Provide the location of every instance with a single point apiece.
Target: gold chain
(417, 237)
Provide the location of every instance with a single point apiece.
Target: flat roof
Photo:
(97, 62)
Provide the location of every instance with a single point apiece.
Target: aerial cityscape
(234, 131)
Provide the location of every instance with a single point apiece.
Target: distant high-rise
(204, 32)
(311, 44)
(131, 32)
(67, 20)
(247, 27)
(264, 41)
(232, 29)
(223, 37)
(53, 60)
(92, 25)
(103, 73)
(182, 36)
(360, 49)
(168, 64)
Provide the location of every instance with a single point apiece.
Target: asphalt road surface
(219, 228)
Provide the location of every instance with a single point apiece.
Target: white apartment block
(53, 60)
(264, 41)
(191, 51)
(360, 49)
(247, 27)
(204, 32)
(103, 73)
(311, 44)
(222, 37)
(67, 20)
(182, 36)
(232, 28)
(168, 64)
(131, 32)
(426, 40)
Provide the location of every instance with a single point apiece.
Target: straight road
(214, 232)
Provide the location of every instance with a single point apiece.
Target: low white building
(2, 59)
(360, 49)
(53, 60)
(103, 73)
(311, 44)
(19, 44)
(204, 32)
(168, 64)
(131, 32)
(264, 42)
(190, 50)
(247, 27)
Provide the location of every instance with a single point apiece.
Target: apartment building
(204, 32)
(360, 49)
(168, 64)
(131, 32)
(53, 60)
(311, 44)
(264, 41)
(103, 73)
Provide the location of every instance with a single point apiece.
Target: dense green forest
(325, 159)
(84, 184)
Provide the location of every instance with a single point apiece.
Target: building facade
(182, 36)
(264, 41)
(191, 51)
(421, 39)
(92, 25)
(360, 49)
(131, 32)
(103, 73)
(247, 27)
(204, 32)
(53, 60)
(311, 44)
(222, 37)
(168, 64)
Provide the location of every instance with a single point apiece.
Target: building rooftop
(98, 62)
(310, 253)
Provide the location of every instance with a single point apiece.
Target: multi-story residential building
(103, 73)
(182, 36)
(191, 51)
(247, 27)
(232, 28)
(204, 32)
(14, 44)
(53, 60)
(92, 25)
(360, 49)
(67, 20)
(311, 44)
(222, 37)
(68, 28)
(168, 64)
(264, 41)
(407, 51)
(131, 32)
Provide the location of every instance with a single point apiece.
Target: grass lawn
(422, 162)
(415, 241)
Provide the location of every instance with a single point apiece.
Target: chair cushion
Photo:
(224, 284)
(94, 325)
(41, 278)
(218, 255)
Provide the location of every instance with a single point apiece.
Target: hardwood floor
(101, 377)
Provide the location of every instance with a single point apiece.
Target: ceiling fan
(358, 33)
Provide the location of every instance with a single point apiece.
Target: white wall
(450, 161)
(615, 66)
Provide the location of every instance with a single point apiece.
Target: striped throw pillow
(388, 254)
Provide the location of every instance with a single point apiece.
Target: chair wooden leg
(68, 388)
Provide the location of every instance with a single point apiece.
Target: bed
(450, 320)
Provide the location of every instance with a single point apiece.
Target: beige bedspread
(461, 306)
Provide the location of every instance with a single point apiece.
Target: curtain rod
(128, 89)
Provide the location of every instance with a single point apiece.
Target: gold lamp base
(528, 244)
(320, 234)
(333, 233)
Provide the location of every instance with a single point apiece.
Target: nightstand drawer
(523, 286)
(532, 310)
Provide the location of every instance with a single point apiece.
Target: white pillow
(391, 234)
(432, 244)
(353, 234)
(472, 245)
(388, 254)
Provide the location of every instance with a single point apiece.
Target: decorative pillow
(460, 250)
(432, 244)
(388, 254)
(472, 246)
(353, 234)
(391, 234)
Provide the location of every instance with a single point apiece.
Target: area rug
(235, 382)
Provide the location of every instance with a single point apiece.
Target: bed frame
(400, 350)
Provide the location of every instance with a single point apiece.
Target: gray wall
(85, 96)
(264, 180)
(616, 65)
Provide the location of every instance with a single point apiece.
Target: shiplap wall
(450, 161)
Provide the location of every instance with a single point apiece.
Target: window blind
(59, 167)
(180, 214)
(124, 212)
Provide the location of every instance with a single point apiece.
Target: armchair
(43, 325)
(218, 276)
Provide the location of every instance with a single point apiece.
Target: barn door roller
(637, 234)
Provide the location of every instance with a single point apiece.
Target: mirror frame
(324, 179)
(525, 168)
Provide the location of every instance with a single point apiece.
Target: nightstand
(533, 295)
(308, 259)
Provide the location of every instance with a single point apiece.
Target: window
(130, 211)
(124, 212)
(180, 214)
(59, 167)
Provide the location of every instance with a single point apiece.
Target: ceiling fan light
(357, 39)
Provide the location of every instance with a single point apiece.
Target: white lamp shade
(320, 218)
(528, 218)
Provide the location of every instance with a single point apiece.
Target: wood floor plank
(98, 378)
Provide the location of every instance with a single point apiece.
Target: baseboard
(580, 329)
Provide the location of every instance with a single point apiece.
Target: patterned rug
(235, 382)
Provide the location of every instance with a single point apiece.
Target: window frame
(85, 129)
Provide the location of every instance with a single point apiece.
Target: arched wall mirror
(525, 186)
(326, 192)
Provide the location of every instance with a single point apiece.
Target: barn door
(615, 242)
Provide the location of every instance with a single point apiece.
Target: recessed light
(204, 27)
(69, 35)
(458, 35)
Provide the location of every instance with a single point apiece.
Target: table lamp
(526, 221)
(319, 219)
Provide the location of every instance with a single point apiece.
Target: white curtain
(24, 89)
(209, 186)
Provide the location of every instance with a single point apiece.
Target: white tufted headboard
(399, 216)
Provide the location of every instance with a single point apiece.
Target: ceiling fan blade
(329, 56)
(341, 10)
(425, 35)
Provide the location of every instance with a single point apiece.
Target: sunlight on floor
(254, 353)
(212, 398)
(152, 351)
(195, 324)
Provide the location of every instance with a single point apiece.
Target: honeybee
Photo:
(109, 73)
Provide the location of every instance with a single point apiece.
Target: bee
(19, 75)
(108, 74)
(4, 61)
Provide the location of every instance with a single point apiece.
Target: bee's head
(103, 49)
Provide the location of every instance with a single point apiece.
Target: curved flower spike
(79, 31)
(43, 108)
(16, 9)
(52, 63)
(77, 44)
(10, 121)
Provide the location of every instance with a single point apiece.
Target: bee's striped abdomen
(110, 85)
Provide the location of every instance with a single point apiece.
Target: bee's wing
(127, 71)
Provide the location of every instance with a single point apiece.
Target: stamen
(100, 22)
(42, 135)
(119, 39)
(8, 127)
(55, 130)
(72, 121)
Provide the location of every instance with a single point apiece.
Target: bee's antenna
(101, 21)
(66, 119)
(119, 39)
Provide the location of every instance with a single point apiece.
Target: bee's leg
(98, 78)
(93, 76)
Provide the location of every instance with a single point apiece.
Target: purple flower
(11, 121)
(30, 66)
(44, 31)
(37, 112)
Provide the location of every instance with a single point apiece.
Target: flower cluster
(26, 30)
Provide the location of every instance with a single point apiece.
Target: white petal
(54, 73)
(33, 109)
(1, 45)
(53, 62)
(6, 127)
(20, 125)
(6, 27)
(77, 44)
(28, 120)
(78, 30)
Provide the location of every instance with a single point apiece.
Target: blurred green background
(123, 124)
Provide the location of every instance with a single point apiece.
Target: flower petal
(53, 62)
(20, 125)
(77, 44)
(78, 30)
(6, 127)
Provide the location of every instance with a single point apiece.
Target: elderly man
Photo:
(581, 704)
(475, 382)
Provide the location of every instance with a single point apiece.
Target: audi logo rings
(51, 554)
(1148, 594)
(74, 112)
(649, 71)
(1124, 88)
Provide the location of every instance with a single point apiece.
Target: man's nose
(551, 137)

*Task instructions*
Nothing added, nothing dropped: copy the data above.

*Result of this exercise*
Provide the location of every instance with a single point apiece.
Target: gold chain
(417, 237)
Provide the location of every instance with a single point apiece.
Target: flat roof
Photo:
(97, 62)
Provide the location of every instance with a single point apiece.
Target: aerial cityscape
(234, 131)
Provide the location of every instance with a single point apiece.
Target: distant high-rise
(204, 32)
(311, 44)
(131, 32)
(67, 20)
(247, 27)
(264, 41)
(232, 29)
(223, 37)
(53, 60)
(92, 25)
(103, 73)
(182, 36)
(360, 49)
(168, 64)
Provide the location of every instance with a single point apiece.
Target: asphalt road surface
(219, 228)
Provide the location of every instance with a single point apiece.
Target: white apartment block
(53, 60)
(264, 41)
(191, 51)
(360, 49)
(247, 27)
(204, 32)
(103, 73)
(311, 44)
(222, 37)
(67, 20)
(182, 36)
(232, 28)
(168, 64)
(131, 32)
(426, 40)
Provide the location of every instance with a single point apiece.
Target: straight road
(214, 232)
Provide the location of every instance with a single point apiece.
Target: low white building
(2, 59)
(360, 49)
(53, 60)
(103, 73)
(311, 44)
(19, 44)
(204, 32)
(168, 64)
(131, 32)
(264, 42)
(190, 50)
(247, 27)
Provide the location of every instance with a single point apiece.
Target: apartment building
(204, 32)
(360, 49)
(168, 64)
(131, 32)
(53, 60)
(311, 44)
(264, 41)
(103, 73)
Provide the location of every instance with a single point apiece.
Target: dense green forest
(325, 159)
(84, 184)
Provide the location of every instance with a single point apiece.
Target: building facade
(182, 36)
(264, 41)
(191, 51)
(421, 39)
(92, 25)
(360, 49)
(131, 32)
(103, 73)
(247, 27)
(204, 32)
(53, 60)
(311, 44)
(222, 37)
(168, 64)
Provide the location of every instance with a single point apiece.
Target: building rooftop
(98, 62)
(310, 253)
Provide the location of every instance with a single point apiece.
Target: multi-story residential building
(103, 73)
(182, 36)
(191, 51)
(247, 27)
(232, 28)
(204, 32)
(14, 44)
(53, 60)
(92, 25)
(360, 49)
(67, 20)
(311, 44)
(222, 37)
(68, 28)
(168, 64)
(264, 41)
(407, 51)
(131, 32)
Provide the location of every instance with a single point apiece.
Target: grass lawn
(422, 162)
(415, 241)
Provide the location of every instance with a single point apiece.
Target: chair cushion
Photo:
(224, 284)
(94, 325)
(41, 278)
(218, 255)
Provide the location of every instance with a single point apiece.
Target: hardwood floor
(101, 377)
Provide the location of every instance with a single point apiece.
Target: ceiling fan
(358, 33)
Provide the location of every instance with a single point apiece.
Target: white wall
(450, 161)
(615, 66)
Provide the location of every instance with a single point apiece.
Target: striped throw pillow
(388, 254)
Provide the location of every instance with a single point apiece.
Target: chair wooden leg
(68, 388)
Provide the location of every instance with a single point apiece.
Target: bed
(450, 320)
Provide the location of every instance with a single point apiece.
Target: beige bedspread
(461, 306)
Provide the location of every instance with a single point apiece.
Target: curtain rod
(128, 89)
Provide the location of every instance with a single point apiece.
Target: gold lamp base
(528, 244)
(320, 234)
(333, 233)
Provide the location of every instance with a single point apiece.
Target: nightstand drawer
(523, 286)
(532, 310)
Provide the location of every instance with a single point apiece.
Target: white pillow
(391, 234)
(432, 244)
(353, 234)
(472, 245)
(388, 254)
Provide the location of every instance with a single point apiece.
Target: decorative pillow
(460, 250)
(432, 244)
(388, 254)
(472, 246)
(353, 234)
(391, 234)
Provide the location of every instance with a single point apiece.
Target: area rug
(235, 382)
Provide the location of every instance with a single point apiece.
Target: bed frame
(400, 350)
Provide the location of every instance with a single point apiece.
Target: gray wall
(85, 96)
(264, 180)
(616, 65)
Provide the location of every instance with a single point apiece.
Target: shiplap wall
(450, 161)
Provide the location of every instance with a single point apiece.
Target: window blind
(59, 167)
(180, 214)
(124, 212)
Provide the location of every instance with a single point apiece.
Target: armchair
(43, 325)
(218, 276)
Provide the location of every instance with a single point apiece.
Target: barn door roller
(637, 234)
Provide the location of every instance with a single point apiece.
Target: mirror frame
(324, 179)
(525, 168)
Provide the location of every instance with a single point apiece.
Target: nightstand
(533, 295)
(308, 259)
Provide the location of every instance with a single point apiece.
Target: window
(130, 211)
(124, 212)
(180, 214)
(59, 167)
Provide the location of every instance with a single point apiece.
Target: ceiling fan light
(357, 39)
Provide the location of every instance with a single point apiece.
Target: white lamp shade
(320, 218)
(528, 218)
Provide the location of every instance with a single point apiece.
Target: wood floor plank
(98, 378)
Provide the location of every instance with a single point apiece.
Target: baseboard
(580, 329)
Provide the location of every instance with a single point apiece.
Target: patterned rug
(235, 382)
Provide the location of every instance with a single point apiece.
Target: window frame
(85, 129)
Provide the location of every instance with a single point apiece.
Target: arched wall mirror
(525, 186)
(326, 192)
Provide the location of every instance with a single point apiece.
Target: barn door
(615, 242)
Provide the location of every instance with a single point apiece.
Target: recessed light
(204, 27)
(69, 35)
(458, 35)
Provide the location of every instance with a single point apiece.
Target: table lamp
(526, 221)
(319, 219)
Provide the location of every instance with a single point apiece.
Target: white curtain
(24, 89)
(209, 186)
Provide the location of every instance with a single point apiece.
Target: white tufted headboard
(399, 216)
Provide the location of every instance with a single point apiece.
Target: ceiling fan blade
(329, 56)
(341, 10)
(425, 35)
Provide the location of every instance with a single point apiece.
Target: sunlight on floor
(254, 353)
(212, 398)
(152, 351)
(195, 324)
Provide the location of every instance with a single point apiece.
Target: honeybee
Photo:
(109, 73)
Provide the location of every instance with a single point apiece.
Target: bee
(19, 75)
(108, 74)
(4, 61)
Provide the location of every instance with a single point apiece.
Target: bee's head
(103, 49)
Provide the location of every instance with a single point apiece.
Target: curved flower spike
(79, 31)
(43, 108)
(16, 9)
(52, 63)
(77, 44)
(10, 121)
Provide the location of every instance with a single point apiece.
Target: bee's striped abdomen
(110, 85)
Provide the location of every instance with a single point apiece.
Target: bee's wing
(127, 71)
Provide the location of every instance with a single point apiece.
Target: stamen
(100, 22)
(42, 135)
(119, 39)
(8, 127)
(55, 130)
(72, 121)
Provide the location of every instance with a single point apiece.
Target: bee's antenna
(101, 21)
(66, 119)
(119, 39)
Provide the location of every instance with a single point apiece.
Target: bee's leg
(98, 78)
(93, 76)
Provide the location of every instance with a single point apiece.
Target: purple flower
(11, 121)
(30, 66)
(44, 31)
(37, 112)
Provide the location of every instance with a single point apiece.
Target: flower cluster
(26, 30)
Provide the location of every instance with a single point apiece.
Target: white petal
(54, 73)
(33, 109)
(1, 45)
(53, 62)
(6, 127)
(20, 125)
(6, 27)
(77, 44)
(28, 120)
(78, 30)
Provide the location of every instance with a single point apiece.
Target: blurred green background
(123, 124)
Provide the location of every instance with a single point apiece.
Target: flower petal
(53, 62)
(20, 125)
(77, 44)
(78, 30)
(6, 127)
Provide the location of every instance with a single point apiece.
Target: elderly man
Photo:
(581, 704)
(475, 382)
Provide the location of every instance with a single point apiece.
Target: audi logo rings
(51, 554)
(1148, 594)
(74, 112)
(649, 71)
(1124, 88)
Provide the location of every instance with a single point apiece.
Target: man's nose
(551, 137)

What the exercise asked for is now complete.